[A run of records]
>> Begin
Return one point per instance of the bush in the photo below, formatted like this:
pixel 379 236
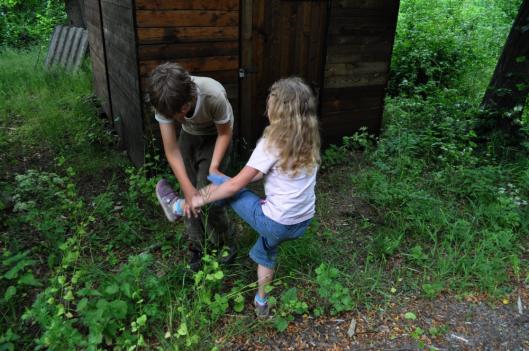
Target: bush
pixel 24 23
pixel 439 43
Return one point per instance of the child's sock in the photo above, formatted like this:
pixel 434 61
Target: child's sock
pixel 261 300
pixel 178 207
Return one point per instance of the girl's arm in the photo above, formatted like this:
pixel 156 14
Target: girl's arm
pixel 227 189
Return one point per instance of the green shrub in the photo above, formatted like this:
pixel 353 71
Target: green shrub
pixel 24 23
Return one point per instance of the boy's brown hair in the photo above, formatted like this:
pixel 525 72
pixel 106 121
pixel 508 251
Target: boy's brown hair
pixel 170 88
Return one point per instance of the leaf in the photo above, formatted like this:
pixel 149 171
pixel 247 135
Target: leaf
pixel 141 320
pixel 82 304
pixel 410 316
pixel 112 289
pixel 29 279
pixel 10 292
pixel 69 296
pixel 280 324
pixel 182 330
pixel 125 288
pixel 13 272
pixel 119 307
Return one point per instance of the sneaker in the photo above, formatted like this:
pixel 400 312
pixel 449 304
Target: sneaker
pixel 228 254
pixel 261 310
pixel 167 198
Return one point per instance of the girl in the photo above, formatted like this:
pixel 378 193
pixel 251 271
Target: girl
pixel 287 156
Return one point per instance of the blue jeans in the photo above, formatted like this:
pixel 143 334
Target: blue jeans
pixel 248 206
pixel 271 233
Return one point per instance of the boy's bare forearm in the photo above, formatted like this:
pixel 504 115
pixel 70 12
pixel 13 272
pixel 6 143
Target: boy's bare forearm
pixel 221 146
pixel 212 193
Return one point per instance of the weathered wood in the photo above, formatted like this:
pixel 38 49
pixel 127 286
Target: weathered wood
pixel 283 38
pixel 359 80
pixel 509 86
pixel 200 64
pixel 244 124
pixel 98 55
pixel 187 34
pixel 226 5
pixel 120 4
pixel 334 126
pixel 360 4
pixel 191 18
pixel 122 67
pixel 187 50
pixel 359 104
pixel 356 68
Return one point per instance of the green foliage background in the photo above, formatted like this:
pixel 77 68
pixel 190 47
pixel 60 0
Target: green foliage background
pixel 24 23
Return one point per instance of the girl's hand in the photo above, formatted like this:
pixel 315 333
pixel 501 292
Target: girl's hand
pixel 215 170
pixel 197 201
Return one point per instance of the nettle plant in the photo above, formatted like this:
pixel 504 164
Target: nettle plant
pixel 336 296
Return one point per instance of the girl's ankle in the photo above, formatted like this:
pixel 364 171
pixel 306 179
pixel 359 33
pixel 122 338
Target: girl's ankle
pixel 261 300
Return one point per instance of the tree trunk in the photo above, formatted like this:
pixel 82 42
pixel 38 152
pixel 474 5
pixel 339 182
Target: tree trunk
pixel 505 97
pixel 75 11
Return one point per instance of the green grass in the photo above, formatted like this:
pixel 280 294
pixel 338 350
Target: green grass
pixel 50 111
pixel 88 257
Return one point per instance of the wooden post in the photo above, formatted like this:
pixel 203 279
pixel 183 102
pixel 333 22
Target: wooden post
pixel 505 97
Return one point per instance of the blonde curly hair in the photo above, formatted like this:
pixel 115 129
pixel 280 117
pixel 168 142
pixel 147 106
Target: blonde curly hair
pixel 293 131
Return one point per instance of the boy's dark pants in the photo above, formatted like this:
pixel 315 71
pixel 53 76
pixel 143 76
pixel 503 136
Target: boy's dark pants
pixel 212 224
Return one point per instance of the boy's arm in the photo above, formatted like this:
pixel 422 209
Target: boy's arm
pixel 224 135
pixel 227 189
pixel 174 157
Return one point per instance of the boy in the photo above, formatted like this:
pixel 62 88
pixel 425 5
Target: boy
pixel 200 106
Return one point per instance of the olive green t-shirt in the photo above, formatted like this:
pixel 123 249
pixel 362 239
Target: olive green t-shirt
pixel 212 107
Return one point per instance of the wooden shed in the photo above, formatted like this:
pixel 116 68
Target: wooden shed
pixel 342 47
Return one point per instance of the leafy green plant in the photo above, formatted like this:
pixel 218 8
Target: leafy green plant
pixel 288 306
pixel 331 290
pixel 336 155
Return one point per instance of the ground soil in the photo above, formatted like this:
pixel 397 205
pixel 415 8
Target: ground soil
pixel 471 323
pixel 475 322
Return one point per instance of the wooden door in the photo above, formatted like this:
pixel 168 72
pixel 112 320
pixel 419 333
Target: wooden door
pixel 279 38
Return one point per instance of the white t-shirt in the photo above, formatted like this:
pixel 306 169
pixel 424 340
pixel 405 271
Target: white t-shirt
pixel 289 199
pixel 212 107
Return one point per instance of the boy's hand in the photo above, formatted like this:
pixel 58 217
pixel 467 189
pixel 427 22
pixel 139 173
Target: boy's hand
pixel 217 178
pixel 197 201
pixel 190 210
pixel 215 170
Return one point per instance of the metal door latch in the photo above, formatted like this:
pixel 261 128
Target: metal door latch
pixel 243 71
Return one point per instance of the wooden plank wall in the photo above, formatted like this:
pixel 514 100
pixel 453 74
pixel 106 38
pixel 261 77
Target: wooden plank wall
pixel 122 67
pixel 202 35
pixel 359 45
pixel 97 53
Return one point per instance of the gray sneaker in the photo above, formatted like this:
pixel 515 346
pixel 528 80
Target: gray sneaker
pixel 167 198
pixel 261 311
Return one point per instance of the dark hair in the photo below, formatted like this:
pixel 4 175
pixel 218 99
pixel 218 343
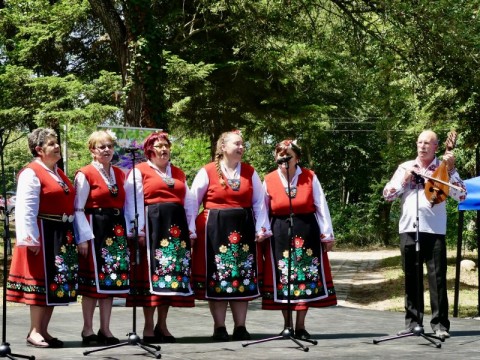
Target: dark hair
pixel 284 145
pixel 150 141
pixel 38 137
pixel 219 153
>> End
_To be done_
Look above for the line containing "Return one point per instance of the ground"; output that line and all lines after it through the last one exactly, without the pictures.

_Response for this exercise_
Return one point per instance of the ground soil in the photo above, formatted like this:
pixel 397 205
pixel 415 8
Target: ground soil
pixel 471 323
pixel 475 322
Return one point per instance of the wooden door in the photo above, formatted like this:
pixel 168 72
pixel 112 320
pixel 419 333
Target: wooden door
pixel 279 38
Return one point per instance of the white t-shirt in the photo above, formatted like this:
pixel 306 169
pixel 424 340
pixel 405 271
Target: white t-shirt
pixel 289 199
pixel 212 107
Return one point per instance of the boy's hand in the photo above, formatted like this:
pixel 58 217
pixel 467 189
pixel 427 22
pixel 139 173
Target: boy's hand
pixel 217 178
pixel 197 201
pixel 190 210
pixel 215 170
Return one point per instance of the metal door latch in the photo above, formatted like this:
pixel 261 128
Target: metal door latch
pixel 243 71
Return one point per instance of the wooden plank wall in the photo above, formatted like this:
pixel 514 100
pixel 453 74
pixel 106 38
pixel 261 77
Target: wooden plank wall
pixel 122 67
pixel 202 35
pixel 359 45
pixel 97 53
Return one point per instance of the gray sneaker in the photo above, formatted like this:
pixel 515 346
pixel 528 80
Target: gray sneaker
pixel 167 198
pixel 261 311
Return one point per instance of the dark hair in the photo below, formatted like this:
pixel 4 175
pixel 218 99
pixel 218 343
Target: dark hair
pixel 284 145
pixel 150 141
pixel 38 137
pixel 219 153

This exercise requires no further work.